** BEGIN SUPPLIED INFORMATION **

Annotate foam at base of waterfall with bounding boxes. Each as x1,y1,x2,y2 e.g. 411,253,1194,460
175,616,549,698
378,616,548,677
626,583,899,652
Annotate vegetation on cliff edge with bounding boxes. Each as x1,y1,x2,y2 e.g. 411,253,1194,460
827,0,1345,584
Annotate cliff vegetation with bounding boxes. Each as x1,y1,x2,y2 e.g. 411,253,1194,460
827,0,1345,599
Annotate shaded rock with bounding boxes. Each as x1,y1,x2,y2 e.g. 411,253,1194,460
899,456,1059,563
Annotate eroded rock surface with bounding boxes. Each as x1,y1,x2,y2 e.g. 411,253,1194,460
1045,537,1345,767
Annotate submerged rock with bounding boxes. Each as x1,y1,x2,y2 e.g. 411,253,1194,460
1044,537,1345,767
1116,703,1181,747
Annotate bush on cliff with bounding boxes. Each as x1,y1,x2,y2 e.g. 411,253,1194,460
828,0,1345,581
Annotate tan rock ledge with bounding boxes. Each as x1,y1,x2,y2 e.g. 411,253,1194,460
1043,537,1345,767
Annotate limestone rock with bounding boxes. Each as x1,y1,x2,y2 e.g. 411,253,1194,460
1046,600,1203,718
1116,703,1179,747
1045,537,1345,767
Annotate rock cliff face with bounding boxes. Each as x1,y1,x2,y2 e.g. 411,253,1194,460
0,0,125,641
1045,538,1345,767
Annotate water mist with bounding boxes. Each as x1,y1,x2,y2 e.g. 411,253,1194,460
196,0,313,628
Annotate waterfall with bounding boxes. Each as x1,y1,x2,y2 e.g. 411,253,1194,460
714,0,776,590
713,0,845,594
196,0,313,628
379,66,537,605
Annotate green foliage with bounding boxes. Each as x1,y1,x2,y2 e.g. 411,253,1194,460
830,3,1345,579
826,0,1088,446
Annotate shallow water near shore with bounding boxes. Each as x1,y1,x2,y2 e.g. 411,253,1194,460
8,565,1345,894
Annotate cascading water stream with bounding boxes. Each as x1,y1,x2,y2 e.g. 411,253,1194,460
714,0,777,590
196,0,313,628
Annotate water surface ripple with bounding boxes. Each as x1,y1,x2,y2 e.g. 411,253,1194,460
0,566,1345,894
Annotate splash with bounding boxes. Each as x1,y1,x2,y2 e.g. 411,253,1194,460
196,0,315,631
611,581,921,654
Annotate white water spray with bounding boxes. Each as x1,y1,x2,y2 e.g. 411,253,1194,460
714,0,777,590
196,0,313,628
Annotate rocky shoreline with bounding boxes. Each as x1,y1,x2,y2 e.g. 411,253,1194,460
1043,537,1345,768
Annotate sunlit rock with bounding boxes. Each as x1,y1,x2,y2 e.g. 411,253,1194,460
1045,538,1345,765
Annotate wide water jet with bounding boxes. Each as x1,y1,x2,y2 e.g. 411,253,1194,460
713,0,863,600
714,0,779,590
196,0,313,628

** END SUPPLIED INFORMATION **

## WHAT IS BEING ASKED:
Begin at the line that has "Annotate splash with" and stop after the line that has "1045,538,1345,765". Rewrite those items in full, leaving all other wording and the sample coordinates after "e.g." unchanged, but multiply every bounding-box coordinate in the answers by 1.8 and round to the nearest whole number, with halves rounded up.

## COMPLETE ANSWER:
Annotate splash with bounding boxes. Each as x1,y1,x2,y2 e.g. 411,253,1194,460
353,0,567,1136
1100,1046,1658,1177
Annotate white water spray with bounding boxes. Each as x1,y1,x2,y2 e.g. 411,253,1194,460
1285,0,1399,1062
353,0,563,1130
Annotate rocky shoreline with bounding boxes. Each as x1,y1,x2,y2 e.g. 411,253,1194,460
1877,967,2421,1382
Annotate sunlit rock with bounding boxes. Each as x1,y1,x2,y2 e.g. 411,253,1194,460
1881,968,2421,1377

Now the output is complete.